WORKING DATA:

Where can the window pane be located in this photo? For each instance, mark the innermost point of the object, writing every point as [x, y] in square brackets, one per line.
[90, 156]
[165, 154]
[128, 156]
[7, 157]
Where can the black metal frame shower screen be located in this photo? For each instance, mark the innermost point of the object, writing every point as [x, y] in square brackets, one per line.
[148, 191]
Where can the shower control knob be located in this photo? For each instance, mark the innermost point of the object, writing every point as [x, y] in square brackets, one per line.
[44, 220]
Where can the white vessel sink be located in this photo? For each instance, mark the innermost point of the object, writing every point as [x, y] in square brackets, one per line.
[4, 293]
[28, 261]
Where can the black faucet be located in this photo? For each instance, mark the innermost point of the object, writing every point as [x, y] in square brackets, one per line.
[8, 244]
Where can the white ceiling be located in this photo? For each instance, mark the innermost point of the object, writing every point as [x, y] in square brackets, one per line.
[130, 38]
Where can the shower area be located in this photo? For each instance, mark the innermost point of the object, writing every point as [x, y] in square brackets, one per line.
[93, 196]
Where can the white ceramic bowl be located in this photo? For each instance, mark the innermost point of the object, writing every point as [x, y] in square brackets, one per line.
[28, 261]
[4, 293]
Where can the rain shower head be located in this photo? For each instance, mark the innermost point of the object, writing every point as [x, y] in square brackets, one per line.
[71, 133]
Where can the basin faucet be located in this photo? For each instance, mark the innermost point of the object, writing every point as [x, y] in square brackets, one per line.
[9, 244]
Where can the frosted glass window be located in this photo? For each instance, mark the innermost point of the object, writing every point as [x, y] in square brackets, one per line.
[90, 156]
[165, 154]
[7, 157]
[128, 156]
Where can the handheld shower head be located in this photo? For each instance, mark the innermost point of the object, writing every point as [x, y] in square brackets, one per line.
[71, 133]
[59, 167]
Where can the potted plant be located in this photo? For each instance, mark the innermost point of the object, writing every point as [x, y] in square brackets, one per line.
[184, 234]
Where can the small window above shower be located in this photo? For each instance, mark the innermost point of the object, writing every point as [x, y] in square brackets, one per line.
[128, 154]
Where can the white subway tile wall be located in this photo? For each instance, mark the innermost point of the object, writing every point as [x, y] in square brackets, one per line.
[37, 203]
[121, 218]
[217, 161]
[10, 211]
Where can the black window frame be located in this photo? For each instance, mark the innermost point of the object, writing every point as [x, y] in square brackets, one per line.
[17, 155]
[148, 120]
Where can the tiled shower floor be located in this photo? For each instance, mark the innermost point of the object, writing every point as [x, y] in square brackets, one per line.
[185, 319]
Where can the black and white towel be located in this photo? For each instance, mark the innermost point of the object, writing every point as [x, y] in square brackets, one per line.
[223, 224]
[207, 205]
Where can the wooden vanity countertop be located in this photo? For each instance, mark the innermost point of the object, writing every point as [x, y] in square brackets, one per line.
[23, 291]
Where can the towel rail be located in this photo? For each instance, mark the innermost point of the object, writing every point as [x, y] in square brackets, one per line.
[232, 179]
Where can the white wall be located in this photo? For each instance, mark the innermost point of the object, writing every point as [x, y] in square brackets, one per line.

WHAT IS BEING ASKED:
Recast all of the records above as a numbered list, omitting any blank lines.

OUTPUT FOR THIS TASK:
1. Where can the window pane be located in this photo? For each instance, mark the innermost point of the object, writing every point as [x, y] in square brackets, one per line.
2. [90, 156]
3. [165, 154]
4. [128, 156]
5. [7, 157]
6. Where can the black metal frame shower screen be located in this photo? For each instance, mark the innermost point of the object, writing every point as [x, y] in square brackets, one per line.
7. [148, 191]
8. Where can the shower control knob be located in this photo? For each instance, mark the innermost point of the object, writing every point as [x, y] in square brackets, one per line.
9. [44, 220]
10. Where can the white vessel sink be located in this photo? For each instance, mark the innermost point of the object, writing every point as [x, y] in square brackets, one per line.
11. [4, 293]
12. [28, 261]
13. Where can the black faucet be located in this photo? For each instance, mark the innermost point of the object, writing every point as [x, y] in square brackets, one per line.
14. [8, 244]
15. Where can the white ceiling be located in this photo? For each instance, mark the innermost point of the object, writing every point as [x, y] in square brackets, one per line.
16. [130, 38]
17. Where can the shower area be located in this photo? For each instance, mark the innermost point of the object, writing every point as [x, y] in square brackets, one per line.
18. [93, 196]
19. Where can the white ceramic bowl be located in this photo? For each instance, mark the innermost point of the object, writing every point as [x, y] in square brackets, one per line.
20. [28, 261]
21. [4, 293]
22. Where can the rain shower head be located in this photo? For each instance, mark the innermost point of the object, writing every point as [x, y] in square brackets, one per line.
23. [71, 133]
24. Where can the basin faucet be located in this photo? For each instance, mark the innermost point of the object, writing every point as [x, y] in square brackets, one per line.
25. [9, 244]
26. Where can the frosted glass window be located in this photo? For each instance, mark the innermost point of the object, writing every point as [x, y] in square brackets, one per line.
27. [90, 156]
28. [165, 154]
29. [7, 157]
30. [128, 156]
31. Where can the handheld shower head be located in this photo? For each instance, mark the innermost point of the object, writing every point as [x, y] in square brackets, one per line.
32. [71, 133]
33. [59, 167]
34. Where can the potted plant be located in this photo? For each instance, mark the innermost point of the object, writing every point as [x, y] in square brackets, one per line.
35. [184, 234]
36. Where can the small window above shower be located in this photo? For each instance, mark the innermost point of the object, writing every point as [x, y] in square brackets, one per line.
37. [128, 154]
38. Where can the white subway tile wall be located in this photo? For each instance, mark the innermost point of the object, writing every point as [x, y] in square brackets, one per line.
39. [37, 203]
40. [121, 218]
41. [217, 161]
42. [10, 211]
43. Where can the black window frame be located in this photo? For each instance, mark the innermost point of the object, writing every point as [x, y] in square brackets, one per line.
44. [17, 155]
45. [148, 120]
46. Where can the tiled shower floor be located in this photo? For each instance, mark the innermost point of the object, writing every point as [x, y] in square brackets, one per line.
47. [185, 319]
48. Where can the black and white towel be located in this photo? For each instance, mark the innermost point of the object, writing every point as [x, y] in square brackets, one per line.
49. [223, 224]
50. [207, 205]
51. Where can the wooden vanity countertop be located in this photo? For each instance, mark the innermost point of the object, writing every point as [x, y] in square brackets, one per line.
52. [23, 291]
53. Where can the towel rail be located in this photo? For each instance, mark the innermost point of the object, writing every point as [x, y] in square brackets, one per line.
54. [232, 179]
55. Where can the white wall be located in this photo? For each instance, mark the innermost point of the object, writing every point as [x, y] in square brackets, one per line.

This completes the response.